● **Written task**: Write what comes next in the mailing-list reply about silent data loss with ext4, starting after its last line.

Re: silent data loss with ext4 / all current versions

Поиск
Список
Период
Сортировка
От Michael Paquier
Тема Re: silent data loss with ext4 / all current versions
Дата
Msg-id CAB7nPqRDwya5Qj4w0b5mu9Eac4AS1ykUU+WD_7z0zip0HsOhQg@mail.gmail.com
обсуждение исходный текст
Ответ на Re: silent data loss with ext4 / all current versions  (Andres Freund <andres@anarazel.de>)
Ответы Re: silent data loss with ext4 / all current versions  (Andres Freund <andres@anarazel.de>)
Список pgsql-hackers
On Tue, Mar 8, 2016 at 2:55 PM, Andres Freund <andres@anarazel.de> wrote:
> On 2016-03-08 12:26:34 +0900, Michael Paquier wrote:
>> On Tue, Mar 8, 2016 at 12:18 PM, Andres Freund <andres@anarazel.de> wrote:
>> > On 2016-03-08 12:01:18 +0900, Michael Paquier wrote:
>> >> I have spent a couple of hours looking at that in details, and the
>> >> patch is neat.
>> >
>> > Cool. Doing some more polishing right now. Will be back with an updated
>> > version soonish.
>> >
>> > Did you do some testing?
>>
>> Not much in details yet, I just ran a check-world with fsync enabled
>> for the recovery tests, plus quick manual tests with a cluster
>> manually set up. I'll do more with your new version now that I know
>> there will be one.

● **Material**:
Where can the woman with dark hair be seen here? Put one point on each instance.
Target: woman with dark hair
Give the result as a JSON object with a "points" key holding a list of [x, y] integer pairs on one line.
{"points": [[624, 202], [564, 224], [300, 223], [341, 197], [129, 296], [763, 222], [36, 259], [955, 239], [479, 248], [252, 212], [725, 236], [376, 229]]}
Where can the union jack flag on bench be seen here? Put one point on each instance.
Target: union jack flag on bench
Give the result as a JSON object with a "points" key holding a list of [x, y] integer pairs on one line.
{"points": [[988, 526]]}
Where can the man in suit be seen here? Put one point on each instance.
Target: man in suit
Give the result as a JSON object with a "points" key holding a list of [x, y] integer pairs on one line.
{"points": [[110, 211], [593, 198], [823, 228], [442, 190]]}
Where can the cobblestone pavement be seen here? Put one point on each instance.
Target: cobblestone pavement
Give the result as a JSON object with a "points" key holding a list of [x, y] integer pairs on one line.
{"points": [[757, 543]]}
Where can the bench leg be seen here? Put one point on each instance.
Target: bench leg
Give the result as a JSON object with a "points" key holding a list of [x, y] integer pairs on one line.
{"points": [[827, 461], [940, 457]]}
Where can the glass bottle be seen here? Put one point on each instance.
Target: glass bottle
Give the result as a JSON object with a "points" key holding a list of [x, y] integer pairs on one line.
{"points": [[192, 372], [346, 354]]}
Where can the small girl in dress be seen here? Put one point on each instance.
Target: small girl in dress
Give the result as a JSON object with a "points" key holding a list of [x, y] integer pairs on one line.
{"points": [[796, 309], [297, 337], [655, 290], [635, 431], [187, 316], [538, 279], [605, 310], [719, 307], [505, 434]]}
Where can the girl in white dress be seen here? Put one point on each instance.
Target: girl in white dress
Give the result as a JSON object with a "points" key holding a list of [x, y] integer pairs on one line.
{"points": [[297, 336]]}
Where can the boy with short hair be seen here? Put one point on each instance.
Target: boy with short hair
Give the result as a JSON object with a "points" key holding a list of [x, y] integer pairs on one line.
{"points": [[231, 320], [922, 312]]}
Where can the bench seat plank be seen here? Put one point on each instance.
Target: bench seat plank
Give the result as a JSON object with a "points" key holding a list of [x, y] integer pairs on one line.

● **Exercise result**:
>
> Here's my updated version.
>
> Note that I've split the patch into two. One for the infrastructure, and
> one for the callsites.

Thanks for the updated patches and the split, this makes things easier
to look at. I have been doing some testing as well mainly manually
using with pgbench and nothing looks broken.

+   durable_link_or_rename(tmppath, path, ERROR);
+   durable_rename(path, xlogfpath, ERROR);
You may want to add a (void) cast in front of those calls for correctness.

-       ereport(LOG,
-               (errcode_for_file_access(),
-                errmsg("could not link file \"%s\" to \"%s\"
(initialization of log file): %m",
-                       tmppath, path)));
We lose a portion of the error message here, but with the file name
that's easy to guess where that is happening. I am not complaining
(that's fine to me as-is), just mentioning for the archive's sake.

>> >> +   /* XXX: Add racy file existence check? */
>> >> +   if (rename(oldfile, newfile) < 0)
>> >
>> >> I am not sure we should worry about that, what do you think could
>> >> cause the old file from going missing all of a sudden. Other backend
>> >> processes are not playing with it in the code paths where this routine
>> >> is called. Perhaps adding a comment in the header to let users know
>> >> that would help?
>> >
>> > What I'm thinking of is adding a check whether the *target* file already
>> > exists, and error out in that case. Just like the link() based path
>> > normally does.
>>
>> Ah, OK. Well, why not. I'd rather have an assertion instead of an error though.
>
> I think it should definitely be an error if anything. But I'd rather
> only add it in master...

I guess I know why :) That's also why I was thinking about an assertion.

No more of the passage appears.